His tweets sparked a massive reaction, for the most part exceptionally positive and supportive, from various high-profile fellow professional tennis players. Federer’s opinion that the world will after its current crisis has run its course emerge either with 2 weakened bodies or a 1 single stronger body, is an idea obviously supported and shared by many, including professional rival Rafael Nadal, along with some of the world’s leading female players.
Billie Jean King Said It First
But Federer’s rallying for gender equality and equal treatment and opportunities is no voice in the wilderness. In fact, a single voice by a combined body is something that’s been part of a vision for tennis for a very long time. And it’s a notion shared and supported by everyone from Wimbledon greats Garbine Muguruza and Simona Halep to WTA founder Billie Jean King.
King was in fact one of the first tennis greats to have lobbied for a unified governing body and tried, sadly without any success, to sell the idea to the industry as far back as the 70s. The WTA founder replied to Federer’s tweet, saying that what he was proposing has been a life-long vision of her own. But, said King, the WTA was for the longest time seen as a “Plan B”. King said that she was glad that she and Federer were “on the same page” and that the time had arrived for change.
Unification Makes Us Stronger
Federer in his response to a Twitter user’s comment regarding the actual necessity of such a unification, said that fans are often and for the most part confused and befuddled about all the different websites, logos, different tournament categories, etc. and that unification will bring about awesome relief as far as getting everyone’s ducks in a single row is concerned.
Federer emphasised that he wasn’t calling on men and women competing against one another in a single tournament or match, but rather on a combined and unified governing body representing both of the sexes.

» **Listed entries**:
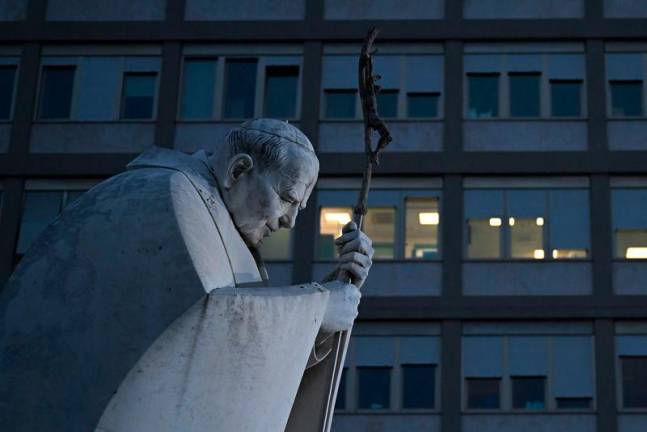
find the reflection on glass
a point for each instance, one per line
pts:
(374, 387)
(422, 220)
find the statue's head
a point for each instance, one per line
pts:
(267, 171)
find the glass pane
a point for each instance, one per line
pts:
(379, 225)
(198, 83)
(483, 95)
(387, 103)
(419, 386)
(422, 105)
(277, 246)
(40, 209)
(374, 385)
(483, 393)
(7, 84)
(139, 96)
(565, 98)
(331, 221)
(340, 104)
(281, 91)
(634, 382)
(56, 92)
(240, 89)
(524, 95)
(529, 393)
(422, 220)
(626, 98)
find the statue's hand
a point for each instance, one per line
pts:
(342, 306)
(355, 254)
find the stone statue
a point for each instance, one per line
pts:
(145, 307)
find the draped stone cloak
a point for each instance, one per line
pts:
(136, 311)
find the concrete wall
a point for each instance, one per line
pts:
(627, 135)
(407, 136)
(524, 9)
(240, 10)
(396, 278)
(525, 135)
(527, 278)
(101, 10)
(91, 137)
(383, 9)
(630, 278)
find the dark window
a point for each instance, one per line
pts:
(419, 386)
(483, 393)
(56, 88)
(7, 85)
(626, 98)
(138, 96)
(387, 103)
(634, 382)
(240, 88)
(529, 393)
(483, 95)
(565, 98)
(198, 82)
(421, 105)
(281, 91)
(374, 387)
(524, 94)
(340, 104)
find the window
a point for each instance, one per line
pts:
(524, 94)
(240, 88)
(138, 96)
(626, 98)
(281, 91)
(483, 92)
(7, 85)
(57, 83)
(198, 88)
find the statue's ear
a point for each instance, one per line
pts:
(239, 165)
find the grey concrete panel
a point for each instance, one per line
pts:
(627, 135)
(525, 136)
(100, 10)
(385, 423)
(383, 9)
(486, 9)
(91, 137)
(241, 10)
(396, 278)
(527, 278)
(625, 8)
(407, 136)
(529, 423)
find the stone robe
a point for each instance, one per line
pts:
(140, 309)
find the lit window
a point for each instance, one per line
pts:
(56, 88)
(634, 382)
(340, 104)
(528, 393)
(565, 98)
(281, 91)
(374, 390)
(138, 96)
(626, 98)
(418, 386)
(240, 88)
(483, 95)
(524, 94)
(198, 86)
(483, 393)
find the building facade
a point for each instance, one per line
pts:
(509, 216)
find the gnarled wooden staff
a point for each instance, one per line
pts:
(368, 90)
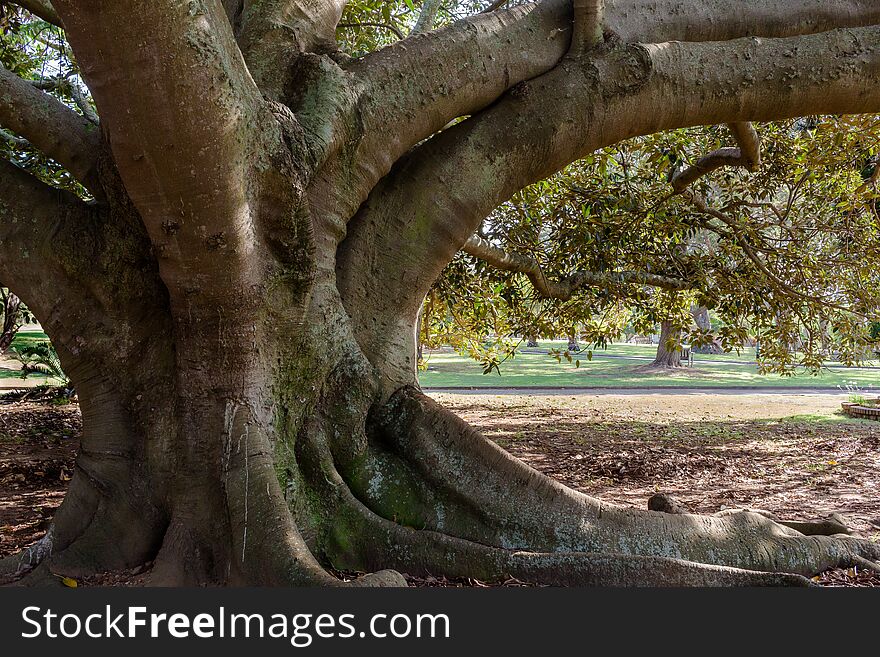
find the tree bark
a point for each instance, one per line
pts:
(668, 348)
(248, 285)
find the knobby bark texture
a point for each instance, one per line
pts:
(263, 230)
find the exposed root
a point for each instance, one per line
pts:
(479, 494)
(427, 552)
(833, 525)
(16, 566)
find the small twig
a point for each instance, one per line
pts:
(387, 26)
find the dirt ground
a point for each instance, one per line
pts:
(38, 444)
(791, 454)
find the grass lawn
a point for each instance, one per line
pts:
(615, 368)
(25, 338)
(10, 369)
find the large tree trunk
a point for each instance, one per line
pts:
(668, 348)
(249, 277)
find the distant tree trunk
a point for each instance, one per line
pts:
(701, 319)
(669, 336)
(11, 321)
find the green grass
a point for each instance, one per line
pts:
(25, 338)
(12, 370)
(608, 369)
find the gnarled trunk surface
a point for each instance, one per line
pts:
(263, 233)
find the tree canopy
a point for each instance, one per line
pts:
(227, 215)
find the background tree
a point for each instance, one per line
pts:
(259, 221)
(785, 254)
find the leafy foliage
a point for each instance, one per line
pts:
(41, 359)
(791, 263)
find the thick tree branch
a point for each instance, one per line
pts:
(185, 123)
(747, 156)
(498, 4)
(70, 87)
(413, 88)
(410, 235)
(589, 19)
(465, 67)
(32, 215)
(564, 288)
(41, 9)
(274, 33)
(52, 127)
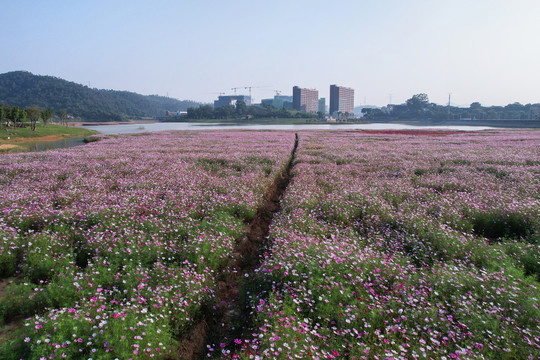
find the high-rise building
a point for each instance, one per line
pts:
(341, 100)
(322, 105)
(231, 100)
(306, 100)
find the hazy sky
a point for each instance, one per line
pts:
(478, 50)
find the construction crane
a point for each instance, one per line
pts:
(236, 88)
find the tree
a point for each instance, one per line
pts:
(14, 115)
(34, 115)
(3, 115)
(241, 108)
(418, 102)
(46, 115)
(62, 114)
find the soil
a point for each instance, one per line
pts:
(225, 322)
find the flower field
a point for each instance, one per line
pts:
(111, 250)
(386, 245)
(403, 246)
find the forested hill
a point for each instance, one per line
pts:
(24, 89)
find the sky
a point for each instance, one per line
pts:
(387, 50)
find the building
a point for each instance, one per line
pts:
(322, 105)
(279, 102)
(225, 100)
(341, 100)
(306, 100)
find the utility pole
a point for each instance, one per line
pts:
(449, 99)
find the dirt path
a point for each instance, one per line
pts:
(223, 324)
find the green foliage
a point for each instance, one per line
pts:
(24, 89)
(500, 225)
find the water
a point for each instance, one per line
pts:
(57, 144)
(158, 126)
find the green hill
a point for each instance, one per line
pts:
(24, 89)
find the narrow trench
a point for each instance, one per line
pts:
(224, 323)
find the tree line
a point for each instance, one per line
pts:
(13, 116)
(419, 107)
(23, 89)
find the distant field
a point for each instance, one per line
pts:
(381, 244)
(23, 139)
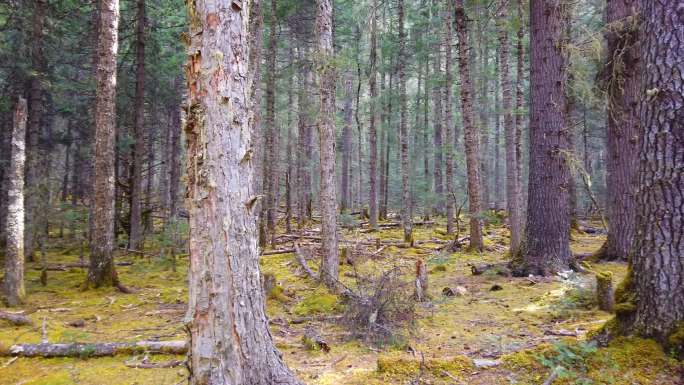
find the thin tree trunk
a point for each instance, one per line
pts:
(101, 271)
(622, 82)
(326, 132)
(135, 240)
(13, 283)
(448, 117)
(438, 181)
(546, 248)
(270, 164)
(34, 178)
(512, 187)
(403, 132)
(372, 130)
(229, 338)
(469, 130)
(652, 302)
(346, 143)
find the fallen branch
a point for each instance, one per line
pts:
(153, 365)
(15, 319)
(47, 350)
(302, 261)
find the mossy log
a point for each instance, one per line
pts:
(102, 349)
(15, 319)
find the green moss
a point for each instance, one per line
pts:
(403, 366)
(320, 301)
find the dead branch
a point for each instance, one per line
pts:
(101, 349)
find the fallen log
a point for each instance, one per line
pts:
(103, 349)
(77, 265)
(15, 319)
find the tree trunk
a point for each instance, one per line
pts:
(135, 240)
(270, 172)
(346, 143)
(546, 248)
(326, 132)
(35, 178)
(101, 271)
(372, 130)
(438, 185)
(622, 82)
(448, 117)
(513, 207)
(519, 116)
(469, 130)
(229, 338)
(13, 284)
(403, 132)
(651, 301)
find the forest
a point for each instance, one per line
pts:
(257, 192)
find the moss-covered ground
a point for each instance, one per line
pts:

» **Your tasks**:
A - Name every person mentioned in the passage on tennis unification.
B - Reproduce the stretch of the passage on tennis unification from "Unification Makes Us" through "of the sexes.".
The lines above have no connection to the passage on tennis unification.

» **Worked answers**:
A - Federer, Rafael Nadal, Garbine Muguruza, Simona Halep, Billie Jean King

B -
Unification Makes Us Stronger
Federer in his response to a Twitter user’s comment regarding the actual necessity of such a unification, said that fans are often and for the most part confused and befuddled about all the different websites, logos, different tournament categories, etc. and that unification will bring about awesome relief as far as getting everyone’s ducks in a single row is concerned.
Federer emphasised that he wasn’t calling on men and women competing against one another in a single tournament or match, but rather on a combined and unified governing body representing both of the sexes.